▽

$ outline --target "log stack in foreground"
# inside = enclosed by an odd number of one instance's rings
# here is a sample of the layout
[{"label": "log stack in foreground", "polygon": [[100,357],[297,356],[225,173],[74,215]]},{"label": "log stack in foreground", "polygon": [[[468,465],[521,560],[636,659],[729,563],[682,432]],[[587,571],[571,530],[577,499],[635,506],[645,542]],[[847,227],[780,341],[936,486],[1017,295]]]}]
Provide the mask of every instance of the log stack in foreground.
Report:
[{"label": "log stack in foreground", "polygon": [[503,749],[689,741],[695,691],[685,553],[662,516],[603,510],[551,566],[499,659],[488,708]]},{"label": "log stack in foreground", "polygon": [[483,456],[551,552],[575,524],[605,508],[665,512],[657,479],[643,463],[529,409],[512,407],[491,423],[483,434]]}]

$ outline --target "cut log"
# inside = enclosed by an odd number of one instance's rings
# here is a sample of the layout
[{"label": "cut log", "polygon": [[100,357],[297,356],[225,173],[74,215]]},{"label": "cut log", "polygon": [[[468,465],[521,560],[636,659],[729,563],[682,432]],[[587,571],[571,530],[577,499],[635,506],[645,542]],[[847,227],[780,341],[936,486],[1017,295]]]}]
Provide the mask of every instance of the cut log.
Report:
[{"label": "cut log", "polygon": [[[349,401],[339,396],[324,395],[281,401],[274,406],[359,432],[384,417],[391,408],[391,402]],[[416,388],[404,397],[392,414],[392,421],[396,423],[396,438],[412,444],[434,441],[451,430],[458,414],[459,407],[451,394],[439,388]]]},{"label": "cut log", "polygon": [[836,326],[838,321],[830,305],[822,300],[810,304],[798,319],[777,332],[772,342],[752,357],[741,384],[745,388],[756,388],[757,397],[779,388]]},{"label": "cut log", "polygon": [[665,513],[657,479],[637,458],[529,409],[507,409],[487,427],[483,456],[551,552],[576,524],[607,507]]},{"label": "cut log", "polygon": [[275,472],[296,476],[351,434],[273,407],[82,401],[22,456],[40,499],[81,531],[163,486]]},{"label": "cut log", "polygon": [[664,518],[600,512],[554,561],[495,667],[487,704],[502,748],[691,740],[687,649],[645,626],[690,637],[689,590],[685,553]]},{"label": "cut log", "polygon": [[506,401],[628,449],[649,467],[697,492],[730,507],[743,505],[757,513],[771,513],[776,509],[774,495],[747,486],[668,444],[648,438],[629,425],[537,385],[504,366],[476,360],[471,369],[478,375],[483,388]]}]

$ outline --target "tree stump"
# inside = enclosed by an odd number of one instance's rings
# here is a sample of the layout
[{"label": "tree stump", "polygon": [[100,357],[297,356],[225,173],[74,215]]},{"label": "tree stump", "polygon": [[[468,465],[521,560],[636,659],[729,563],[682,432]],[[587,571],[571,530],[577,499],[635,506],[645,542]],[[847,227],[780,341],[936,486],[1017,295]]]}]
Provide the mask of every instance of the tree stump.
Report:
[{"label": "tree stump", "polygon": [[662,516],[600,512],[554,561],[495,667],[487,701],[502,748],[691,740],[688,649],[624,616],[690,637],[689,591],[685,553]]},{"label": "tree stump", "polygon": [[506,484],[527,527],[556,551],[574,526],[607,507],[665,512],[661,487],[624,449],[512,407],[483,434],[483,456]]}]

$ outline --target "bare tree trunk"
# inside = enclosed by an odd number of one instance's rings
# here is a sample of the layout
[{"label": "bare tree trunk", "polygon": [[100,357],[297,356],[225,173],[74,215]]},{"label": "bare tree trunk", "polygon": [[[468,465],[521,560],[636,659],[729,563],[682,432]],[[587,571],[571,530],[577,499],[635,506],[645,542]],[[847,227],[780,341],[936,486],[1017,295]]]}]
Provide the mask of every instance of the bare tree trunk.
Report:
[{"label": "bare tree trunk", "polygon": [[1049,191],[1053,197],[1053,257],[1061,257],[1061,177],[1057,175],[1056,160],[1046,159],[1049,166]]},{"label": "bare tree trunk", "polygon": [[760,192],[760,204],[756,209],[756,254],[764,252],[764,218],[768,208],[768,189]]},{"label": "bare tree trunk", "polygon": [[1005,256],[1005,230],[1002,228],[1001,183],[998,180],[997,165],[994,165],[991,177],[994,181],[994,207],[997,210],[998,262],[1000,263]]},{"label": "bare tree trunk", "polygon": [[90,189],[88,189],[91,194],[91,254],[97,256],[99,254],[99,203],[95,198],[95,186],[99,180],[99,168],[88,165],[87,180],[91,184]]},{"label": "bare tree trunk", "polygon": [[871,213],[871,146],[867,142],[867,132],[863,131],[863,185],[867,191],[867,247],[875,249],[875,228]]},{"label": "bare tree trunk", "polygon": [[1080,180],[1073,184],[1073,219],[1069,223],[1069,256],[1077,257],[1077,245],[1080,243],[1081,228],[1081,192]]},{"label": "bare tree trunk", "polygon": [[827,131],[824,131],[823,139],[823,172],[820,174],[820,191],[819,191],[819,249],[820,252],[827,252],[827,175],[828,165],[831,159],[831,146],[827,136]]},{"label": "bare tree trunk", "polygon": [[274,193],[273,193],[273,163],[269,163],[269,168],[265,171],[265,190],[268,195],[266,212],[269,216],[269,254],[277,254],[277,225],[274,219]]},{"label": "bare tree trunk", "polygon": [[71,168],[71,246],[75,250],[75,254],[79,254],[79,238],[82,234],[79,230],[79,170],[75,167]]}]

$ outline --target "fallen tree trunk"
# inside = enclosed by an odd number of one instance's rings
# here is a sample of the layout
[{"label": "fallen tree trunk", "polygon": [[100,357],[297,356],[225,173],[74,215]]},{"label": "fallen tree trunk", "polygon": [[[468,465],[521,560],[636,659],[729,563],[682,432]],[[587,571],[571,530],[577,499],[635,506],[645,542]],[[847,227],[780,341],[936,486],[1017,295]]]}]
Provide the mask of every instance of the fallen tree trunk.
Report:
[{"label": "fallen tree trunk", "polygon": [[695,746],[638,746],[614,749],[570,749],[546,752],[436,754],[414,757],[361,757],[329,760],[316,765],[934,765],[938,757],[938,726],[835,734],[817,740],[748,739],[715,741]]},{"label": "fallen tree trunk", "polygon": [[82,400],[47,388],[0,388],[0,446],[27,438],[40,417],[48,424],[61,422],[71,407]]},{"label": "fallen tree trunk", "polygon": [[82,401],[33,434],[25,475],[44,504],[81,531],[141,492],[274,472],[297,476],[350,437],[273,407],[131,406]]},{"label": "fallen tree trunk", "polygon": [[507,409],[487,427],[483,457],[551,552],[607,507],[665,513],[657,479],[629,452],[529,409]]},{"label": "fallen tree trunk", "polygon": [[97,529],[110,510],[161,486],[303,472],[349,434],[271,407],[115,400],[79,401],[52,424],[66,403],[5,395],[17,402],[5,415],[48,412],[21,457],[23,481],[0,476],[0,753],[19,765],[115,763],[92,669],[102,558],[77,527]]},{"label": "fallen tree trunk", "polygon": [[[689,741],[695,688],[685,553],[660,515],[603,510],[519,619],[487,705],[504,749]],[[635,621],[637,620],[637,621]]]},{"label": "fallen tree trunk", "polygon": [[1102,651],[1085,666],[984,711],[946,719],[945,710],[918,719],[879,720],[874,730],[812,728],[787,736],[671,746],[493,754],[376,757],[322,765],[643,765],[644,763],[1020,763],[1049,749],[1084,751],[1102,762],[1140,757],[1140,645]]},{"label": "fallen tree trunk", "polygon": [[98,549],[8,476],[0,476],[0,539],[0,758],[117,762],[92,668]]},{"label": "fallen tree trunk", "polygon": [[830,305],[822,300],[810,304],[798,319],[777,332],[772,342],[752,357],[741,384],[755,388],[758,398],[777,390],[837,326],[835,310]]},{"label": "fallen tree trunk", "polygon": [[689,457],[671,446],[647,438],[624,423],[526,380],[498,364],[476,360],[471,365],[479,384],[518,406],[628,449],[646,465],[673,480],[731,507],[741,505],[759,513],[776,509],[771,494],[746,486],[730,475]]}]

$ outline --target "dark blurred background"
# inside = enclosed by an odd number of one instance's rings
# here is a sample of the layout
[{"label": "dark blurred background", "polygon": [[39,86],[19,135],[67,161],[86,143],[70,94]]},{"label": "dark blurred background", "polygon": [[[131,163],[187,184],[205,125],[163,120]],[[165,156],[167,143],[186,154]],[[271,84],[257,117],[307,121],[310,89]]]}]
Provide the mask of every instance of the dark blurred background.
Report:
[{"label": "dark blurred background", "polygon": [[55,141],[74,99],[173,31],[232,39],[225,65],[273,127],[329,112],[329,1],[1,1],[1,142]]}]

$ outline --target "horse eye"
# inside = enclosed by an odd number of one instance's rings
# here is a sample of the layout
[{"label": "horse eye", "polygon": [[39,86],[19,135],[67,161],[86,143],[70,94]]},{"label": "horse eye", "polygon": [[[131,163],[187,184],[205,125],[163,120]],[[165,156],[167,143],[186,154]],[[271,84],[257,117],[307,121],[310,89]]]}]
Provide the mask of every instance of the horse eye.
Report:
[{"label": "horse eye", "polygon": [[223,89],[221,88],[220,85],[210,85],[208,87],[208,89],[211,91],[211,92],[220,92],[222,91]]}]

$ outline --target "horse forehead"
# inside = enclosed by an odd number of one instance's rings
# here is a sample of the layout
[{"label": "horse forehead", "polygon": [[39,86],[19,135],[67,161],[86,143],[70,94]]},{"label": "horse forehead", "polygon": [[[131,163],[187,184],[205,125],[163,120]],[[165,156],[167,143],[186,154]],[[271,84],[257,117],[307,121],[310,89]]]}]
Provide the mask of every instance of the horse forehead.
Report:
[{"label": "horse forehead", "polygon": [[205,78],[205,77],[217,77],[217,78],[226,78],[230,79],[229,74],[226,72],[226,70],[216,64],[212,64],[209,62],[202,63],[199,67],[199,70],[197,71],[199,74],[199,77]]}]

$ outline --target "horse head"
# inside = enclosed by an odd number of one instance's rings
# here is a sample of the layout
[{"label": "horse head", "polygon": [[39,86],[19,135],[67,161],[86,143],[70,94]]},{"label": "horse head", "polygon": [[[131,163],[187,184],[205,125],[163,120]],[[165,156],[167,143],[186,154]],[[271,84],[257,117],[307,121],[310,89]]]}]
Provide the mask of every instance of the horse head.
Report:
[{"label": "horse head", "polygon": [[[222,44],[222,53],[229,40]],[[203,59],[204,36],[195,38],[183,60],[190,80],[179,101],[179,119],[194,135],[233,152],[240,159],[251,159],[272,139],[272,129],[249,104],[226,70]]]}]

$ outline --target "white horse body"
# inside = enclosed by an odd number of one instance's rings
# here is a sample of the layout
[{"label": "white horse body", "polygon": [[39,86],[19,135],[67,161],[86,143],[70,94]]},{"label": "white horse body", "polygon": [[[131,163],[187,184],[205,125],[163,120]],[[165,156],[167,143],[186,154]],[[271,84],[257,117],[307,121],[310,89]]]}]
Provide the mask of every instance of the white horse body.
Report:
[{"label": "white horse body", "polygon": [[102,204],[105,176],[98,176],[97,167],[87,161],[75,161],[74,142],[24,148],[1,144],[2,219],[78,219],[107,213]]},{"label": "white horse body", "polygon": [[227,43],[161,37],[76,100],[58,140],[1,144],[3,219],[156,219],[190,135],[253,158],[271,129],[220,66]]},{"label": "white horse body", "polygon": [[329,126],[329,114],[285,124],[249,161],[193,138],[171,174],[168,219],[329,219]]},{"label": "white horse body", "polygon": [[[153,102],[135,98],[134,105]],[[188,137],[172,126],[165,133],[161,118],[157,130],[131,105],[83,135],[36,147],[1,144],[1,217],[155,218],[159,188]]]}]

△

» WHAT THE TASK REQUIRES: Determine the number of lines in the data that include the word "mask", and provide that number without comment.

» REPLY: 10